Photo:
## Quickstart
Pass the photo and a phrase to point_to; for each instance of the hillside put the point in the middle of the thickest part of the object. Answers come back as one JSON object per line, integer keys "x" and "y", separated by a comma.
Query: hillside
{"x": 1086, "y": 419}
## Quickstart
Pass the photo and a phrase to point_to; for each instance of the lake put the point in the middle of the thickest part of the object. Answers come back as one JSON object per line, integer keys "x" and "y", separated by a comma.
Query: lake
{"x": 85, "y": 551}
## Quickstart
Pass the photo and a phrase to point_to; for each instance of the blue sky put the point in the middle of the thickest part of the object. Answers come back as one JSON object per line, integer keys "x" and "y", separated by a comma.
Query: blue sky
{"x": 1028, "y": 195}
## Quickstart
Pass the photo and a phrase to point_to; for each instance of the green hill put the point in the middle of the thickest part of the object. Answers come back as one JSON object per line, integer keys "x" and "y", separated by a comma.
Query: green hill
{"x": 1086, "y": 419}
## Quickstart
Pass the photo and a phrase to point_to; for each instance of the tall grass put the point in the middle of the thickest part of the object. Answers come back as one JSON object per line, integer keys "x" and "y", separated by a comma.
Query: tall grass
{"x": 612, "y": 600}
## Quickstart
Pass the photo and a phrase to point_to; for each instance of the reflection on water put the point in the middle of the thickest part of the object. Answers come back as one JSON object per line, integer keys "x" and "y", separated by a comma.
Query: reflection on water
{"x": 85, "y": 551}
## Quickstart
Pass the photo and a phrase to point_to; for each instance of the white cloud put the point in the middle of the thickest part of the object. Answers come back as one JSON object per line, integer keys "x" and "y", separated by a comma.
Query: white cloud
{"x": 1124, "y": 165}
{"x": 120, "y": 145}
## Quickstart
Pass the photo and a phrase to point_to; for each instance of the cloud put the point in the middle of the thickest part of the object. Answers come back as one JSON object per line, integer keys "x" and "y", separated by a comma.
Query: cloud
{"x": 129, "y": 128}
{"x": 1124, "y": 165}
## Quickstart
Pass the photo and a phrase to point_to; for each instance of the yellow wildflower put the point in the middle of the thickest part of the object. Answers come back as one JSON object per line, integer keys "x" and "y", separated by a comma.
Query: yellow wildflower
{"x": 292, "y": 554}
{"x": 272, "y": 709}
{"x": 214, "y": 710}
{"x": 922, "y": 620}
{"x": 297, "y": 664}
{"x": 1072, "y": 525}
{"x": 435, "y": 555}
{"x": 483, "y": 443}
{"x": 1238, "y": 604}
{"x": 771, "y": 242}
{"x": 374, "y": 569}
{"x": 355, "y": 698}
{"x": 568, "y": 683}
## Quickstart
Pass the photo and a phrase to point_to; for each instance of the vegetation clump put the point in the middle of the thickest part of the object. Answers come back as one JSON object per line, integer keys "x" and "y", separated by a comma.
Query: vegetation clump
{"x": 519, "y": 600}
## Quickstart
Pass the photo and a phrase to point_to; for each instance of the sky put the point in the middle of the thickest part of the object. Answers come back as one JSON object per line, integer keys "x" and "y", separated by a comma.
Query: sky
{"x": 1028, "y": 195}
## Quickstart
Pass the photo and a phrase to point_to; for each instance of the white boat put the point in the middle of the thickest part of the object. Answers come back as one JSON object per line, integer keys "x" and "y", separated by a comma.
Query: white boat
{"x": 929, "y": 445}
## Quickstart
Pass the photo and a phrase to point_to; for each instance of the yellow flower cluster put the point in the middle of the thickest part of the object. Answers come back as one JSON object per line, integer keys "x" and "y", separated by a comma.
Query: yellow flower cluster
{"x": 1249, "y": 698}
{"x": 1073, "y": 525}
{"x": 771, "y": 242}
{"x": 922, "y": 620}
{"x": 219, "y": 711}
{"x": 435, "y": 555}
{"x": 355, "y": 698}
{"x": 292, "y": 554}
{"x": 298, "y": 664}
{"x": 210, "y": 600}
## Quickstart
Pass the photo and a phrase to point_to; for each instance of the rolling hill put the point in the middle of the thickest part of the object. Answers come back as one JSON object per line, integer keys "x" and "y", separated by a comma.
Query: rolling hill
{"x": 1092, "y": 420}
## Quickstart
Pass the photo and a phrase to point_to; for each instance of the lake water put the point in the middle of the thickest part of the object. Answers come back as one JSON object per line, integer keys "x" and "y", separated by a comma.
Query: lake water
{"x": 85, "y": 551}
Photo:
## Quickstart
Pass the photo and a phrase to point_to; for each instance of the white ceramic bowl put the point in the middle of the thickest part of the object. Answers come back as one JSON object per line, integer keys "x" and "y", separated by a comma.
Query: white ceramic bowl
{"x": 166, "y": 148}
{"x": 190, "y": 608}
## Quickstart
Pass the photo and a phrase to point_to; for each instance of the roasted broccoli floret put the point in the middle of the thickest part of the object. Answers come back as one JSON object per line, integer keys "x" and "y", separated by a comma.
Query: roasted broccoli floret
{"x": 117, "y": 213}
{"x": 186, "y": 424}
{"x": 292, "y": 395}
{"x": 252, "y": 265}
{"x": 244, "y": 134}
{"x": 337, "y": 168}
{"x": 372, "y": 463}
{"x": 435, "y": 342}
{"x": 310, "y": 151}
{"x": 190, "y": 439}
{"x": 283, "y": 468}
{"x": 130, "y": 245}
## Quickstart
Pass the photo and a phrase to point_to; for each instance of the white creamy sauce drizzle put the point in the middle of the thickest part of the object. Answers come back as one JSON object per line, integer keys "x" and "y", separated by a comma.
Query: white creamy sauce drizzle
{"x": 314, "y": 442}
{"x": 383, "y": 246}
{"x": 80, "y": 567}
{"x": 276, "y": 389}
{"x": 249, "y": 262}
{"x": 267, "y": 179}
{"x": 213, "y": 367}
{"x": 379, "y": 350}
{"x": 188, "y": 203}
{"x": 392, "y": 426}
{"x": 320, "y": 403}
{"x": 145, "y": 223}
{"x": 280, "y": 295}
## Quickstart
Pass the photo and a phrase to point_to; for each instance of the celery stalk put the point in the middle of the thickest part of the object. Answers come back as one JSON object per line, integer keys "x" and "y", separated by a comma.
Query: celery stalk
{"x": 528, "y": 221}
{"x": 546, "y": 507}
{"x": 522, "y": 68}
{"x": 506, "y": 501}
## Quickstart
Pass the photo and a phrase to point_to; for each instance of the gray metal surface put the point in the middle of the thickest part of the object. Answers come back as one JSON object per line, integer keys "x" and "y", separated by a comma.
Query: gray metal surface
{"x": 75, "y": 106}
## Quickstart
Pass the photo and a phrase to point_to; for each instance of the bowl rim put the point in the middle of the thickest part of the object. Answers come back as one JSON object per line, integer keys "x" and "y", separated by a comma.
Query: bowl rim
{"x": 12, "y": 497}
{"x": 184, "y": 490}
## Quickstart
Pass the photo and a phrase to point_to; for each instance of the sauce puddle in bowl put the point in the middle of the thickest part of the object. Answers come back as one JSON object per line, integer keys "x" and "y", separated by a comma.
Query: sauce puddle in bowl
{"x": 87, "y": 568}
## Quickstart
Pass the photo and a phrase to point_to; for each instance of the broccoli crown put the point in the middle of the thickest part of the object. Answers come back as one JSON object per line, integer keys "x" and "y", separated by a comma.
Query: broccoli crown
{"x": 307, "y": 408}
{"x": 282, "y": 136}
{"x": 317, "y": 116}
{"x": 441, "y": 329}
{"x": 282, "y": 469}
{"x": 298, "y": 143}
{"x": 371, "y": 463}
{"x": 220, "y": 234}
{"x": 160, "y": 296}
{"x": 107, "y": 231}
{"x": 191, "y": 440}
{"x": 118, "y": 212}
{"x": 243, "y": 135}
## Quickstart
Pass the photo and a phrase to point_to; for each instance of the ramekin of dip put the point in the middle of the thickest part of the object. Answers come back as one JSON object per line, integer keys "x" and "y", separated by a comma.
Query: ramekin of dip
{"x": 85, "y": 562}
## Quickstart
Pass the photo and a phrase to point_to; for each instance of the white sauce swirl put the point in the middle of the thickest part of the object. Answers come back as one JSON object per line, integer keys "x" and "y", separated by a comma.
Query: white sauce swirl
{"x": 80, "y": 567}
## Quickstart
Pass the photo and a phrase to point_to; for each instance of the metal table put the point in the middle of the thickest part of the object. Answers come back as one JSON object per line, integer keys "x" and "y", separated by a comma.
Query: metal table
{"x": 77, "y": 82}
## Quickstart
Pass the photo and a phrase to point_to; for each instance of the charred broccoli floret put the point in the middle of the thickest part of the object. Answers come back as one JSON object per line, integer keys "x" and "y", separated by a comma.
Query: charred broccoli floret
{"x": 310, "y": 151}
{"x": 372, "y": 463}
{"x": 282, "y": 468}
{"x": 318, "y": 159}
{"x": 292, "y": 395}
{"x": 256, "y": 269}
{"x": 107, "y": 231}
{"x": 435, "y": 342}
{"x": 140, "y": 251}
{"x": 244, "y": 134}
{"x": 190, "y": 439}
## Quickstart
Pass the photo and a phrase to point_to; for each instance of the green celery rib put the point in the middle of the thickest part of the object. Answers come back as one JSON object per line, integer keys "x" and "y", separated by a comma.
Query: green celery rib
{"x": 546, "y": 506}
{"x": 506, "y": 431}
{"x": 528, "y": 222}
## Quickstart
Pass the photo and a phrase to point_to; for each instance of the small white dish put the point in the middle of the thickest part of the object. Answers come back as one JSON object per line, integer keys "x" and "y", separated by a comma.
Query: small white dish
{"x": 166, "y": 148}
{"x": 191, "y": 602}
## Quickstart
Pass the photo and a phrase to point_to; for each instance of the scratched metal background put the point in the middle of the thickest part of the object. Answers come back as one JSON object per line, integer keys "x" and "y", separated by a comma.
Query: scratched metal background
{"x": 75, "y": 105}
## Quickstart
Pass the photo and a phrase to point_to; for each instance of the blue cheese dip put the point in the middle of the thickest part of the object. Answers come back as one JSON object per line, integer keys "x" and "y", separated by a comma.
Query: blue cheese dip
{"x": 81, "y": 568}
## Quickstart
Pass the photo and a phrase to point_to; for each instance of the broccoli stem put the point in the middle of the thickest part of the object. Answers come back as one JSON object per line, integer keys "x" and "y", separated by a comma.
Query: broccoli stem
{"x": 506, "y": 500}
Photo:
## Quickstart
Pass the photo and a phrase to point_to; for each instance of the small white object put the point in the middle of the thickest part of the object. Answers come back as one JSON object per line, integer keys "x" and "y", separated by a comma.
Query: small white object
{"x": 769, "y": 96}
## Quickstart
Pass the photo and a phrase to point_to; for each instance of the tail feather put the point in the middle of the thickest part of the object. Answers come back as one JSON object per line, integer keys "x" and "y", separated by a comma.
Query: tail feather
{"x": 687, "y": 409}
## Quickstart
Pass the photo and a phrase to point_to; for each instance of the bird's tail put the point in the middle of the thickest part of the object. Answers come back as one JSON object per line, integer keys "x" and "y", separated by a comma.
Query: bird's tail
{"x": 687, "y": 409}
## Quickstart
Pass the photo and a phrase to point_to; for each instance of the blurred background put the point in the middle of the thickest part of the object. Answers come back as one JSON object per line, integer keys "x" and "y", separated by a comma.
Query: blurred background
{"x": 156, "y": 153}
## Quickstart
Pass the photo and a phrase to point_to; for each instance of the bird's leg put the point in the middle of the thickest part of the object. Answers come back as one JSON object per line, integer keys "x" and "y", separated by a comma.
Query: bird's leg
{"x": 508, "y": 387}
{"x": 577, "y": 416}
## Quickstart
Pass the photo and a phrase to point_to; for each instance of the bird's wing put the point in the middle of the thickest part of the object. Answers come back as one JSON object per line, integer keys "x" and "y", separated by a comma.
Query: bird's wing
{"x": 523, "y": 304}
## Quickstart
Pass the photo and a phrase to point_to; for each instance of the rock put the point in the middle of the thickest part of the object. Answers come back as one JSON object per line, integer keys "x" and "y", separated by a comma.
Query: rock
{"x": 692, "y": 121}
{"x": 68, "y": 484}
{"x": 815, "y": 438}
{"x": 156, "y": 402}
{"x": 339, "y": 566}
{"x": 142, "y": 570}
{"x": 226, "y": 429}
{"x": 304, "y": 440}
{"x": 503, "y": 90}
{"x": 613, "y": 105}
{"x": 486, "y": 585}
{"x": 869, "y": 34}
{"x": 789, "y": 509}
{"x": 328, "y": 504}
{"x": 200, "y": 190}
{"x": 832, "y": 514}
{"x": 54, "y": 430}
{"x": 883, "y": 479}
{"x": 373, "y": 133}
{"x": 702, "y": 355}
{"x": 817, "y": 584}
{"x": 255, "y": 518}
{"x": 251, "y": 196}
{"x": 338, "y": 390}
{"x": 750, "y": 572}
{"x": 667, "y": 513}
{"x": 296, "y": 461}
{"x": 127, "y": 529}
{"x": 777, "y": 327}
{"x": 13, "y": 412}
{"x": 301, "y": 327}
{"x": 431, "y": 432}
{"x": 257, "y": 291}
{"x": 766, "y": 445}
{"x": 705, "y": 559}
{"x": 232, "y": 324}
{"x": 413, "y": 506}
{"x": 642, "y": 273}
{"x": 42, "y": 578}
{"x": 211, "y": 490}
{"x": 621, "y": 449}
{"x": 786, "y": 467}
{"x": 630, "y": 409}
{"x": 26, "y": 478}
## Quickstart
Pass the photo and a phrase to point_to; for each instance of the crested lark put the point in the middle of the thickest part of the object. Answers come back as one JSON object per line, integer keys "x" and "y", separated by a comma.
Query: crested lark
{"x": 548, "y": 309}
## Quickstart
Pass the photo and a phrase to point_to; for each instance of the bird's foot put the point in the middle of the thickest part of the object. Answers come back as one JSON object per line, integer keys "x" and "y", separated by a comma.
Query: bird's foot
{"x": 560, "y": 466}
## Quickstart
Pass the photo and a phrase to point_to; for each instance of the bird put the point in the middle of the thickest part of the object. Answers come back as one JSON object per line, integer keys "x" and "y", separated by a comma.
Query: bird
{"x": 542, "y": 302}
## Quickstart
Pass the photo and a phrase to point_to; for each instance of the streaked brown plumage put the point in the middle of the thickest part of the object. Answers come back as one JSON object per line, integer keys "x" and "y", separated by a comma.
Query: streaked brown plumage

◇ ◇ ◇ ◇ ◇ ◇ ◇

Could you copy each line from the listing that has the word "plumage" in it?

Pass the photo and a phrase to point_to; for each instance of the streaked brown plumage put the point in the middle of the thickest part of the object. Answers come back as one JSON object per line, integer keys "x" and "y", separated by a comma.
Query: streaked brown plumage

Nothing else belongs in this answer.